DA
MORTE?
( Richard Dawkins)
Mark
Twain, considerado por William Faulkner, o primeiro escritor verdadeiramente
americano, dizia:
«Não tenho medo da morte. Estive
morto durante milhões e milhões de anos antes de nascer e não senti o mais
pequeno incómodo por isso».
Richard Dawkins disse precisamente o
mesmo mas de uma forma mais elaborada que aqui
reproduzi no meu texto de 1 de Maio sob o título “Falando sobre Religiões”, mas
que vale a pena reescrevê-lo em parte novamente:
«A vida é uma extraordinária
oportunidade e eu que vou morrer considero-me bafejado pela sorte porque a
maior parte das pessoas nunca vai morrer porque nunca vai chegar a nascer.
…Como poderemos nós, então, os poucos
privilegiados, que contra todas as probabilidades, ganhamos a lotaria do
nascimento, atrever-mos a queixar-nos do nosso inevitável regresso a esse
estado anterior do qual a vasta maioria nunca despertou?».
Há poucas semanas, para me poupar a
um desagradável exame, submeti-me a uma anestesia geral e quando, deitado na
marquesa, aguardava a injecção da anestesia, pensei que me ia sujeitar a uma
simulação da morte.
== == ==
## Perguntas:
- A) Enumere todas as pessoas mencionadas pelo nome no texto sobre a morte.
- B) Prossiga o texto sobre a morte a partir da frase que termina em "simulação da morte."
As entradas são material à parte, sem ligação ao texto sobre a morte.

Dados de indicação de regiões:
== == ==
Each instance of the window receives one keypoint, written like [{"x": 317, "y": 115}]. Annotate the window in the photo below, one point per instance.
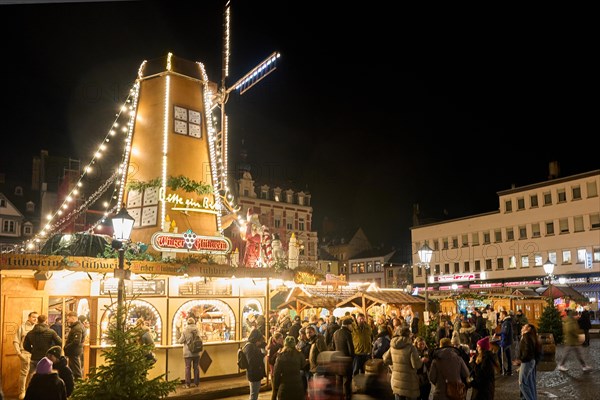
[
  {"x": 535, "y": 230},
  {"x": 497, "y": 235},
  {"x": 488, "y": 264},
  {"x": 566, "y": 256},
  {"x": 563, "y": 224},
  {"x": 500, "y": 263},
  {"x": 8, "y": 227},
  {"x": 522, "y": 232},
  {"x": 595, "y": 221},
  {"x": 533, "y": 200},
  {"x": 578, "y": 223},
  {"x": 576, "y": 192},
  {"x": 549, "y": 228},
  {"x": 592, "y": 189},
  {"x": 510, "y": 234},
  {"x": 581, "y": 256}
]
== == ==
## Respostas do exercício:
- A) Richard Dawkins, Mark Twain e William Faulkner.

- B)
Quando, pouco tempo depois acordei,
fiquei a pensar que ter estado desligado da vida pouco mais de uma hora ou o
resto da eternidade, teria sido precisamente o mesmo: o vazio total e, afinal,
sem ter custado nada…
Contudo, as sondagens vão no sentido
de que aproximadamente 95% das pessoas acreditam que vão sobreviver à própria
morte.
Quase tenho vontade de dizer, por
brincadeira, que os homens vivem durante tantos anos que se habituam a estar
vivos e depois… não querem morrer.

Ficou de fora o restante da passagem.